What the exercise asks:
In the passage on RTTI macros, when is the RTTI_ENABLED macro required for a class?

[BEGIN Passage provided]

See the following example for a typical usage scenario of these macros:

    enum class ETestEnum
{
    One,
    Two,
    Three,
    Four
};

// RTTIClasses.h
struct DataStruct
{
    float       mFloatProperty;
    std::string mStringProperty;
    ETestEnum   mEnumProperty;
};

class BaseClass
{
    RTTI_ENABLE()
private:
    float       mFloatProperty;

};

class DerivedClass : public BaseClass
{
    RTTI_ENABLE(SomeBaseClass)

    DerivedClass() = default;
    DerivedClass(int value) :
        mIntProperty(value)
    {
    }

    int getValue() const { return mIntProperty; }

private:
    int         mIntProperty;
};

The above code defines four new types:

  • ETestEnum An enum that will be used in one of the other RTTI classes
  • DataStruct: A class without base or derived classes. Note that the RTTI_ENABLED macro is not used for this class. The fact that the RTTI_ENABLED macro is optional (it's only required when the class is part of an inheritance hierarchy) makes it possible to add RTTI to third party classes, since no modification of the class itself is required. This is also very efficient, because when RTTI_ENABLED is not used, no vtable is required in the class. A good example of this is adding RTTI support to classes such as glm::vec2, glm::vec3, etc; types that we have no control over, but we want to add RTTI to, without adding a vtable to them.

[END Passage provided]
[BEGIN Data section]

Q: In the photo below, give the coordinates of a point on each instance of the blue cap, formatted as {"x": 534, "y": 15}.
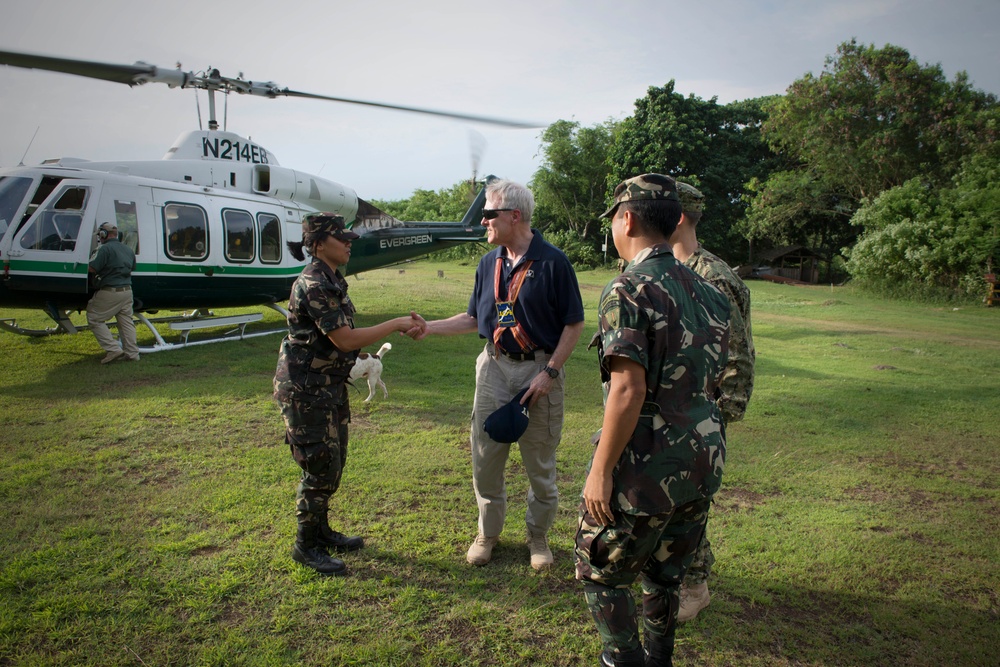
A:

[END Data section]

Final answer:
Only when the class is part of an inheritance hierarchy.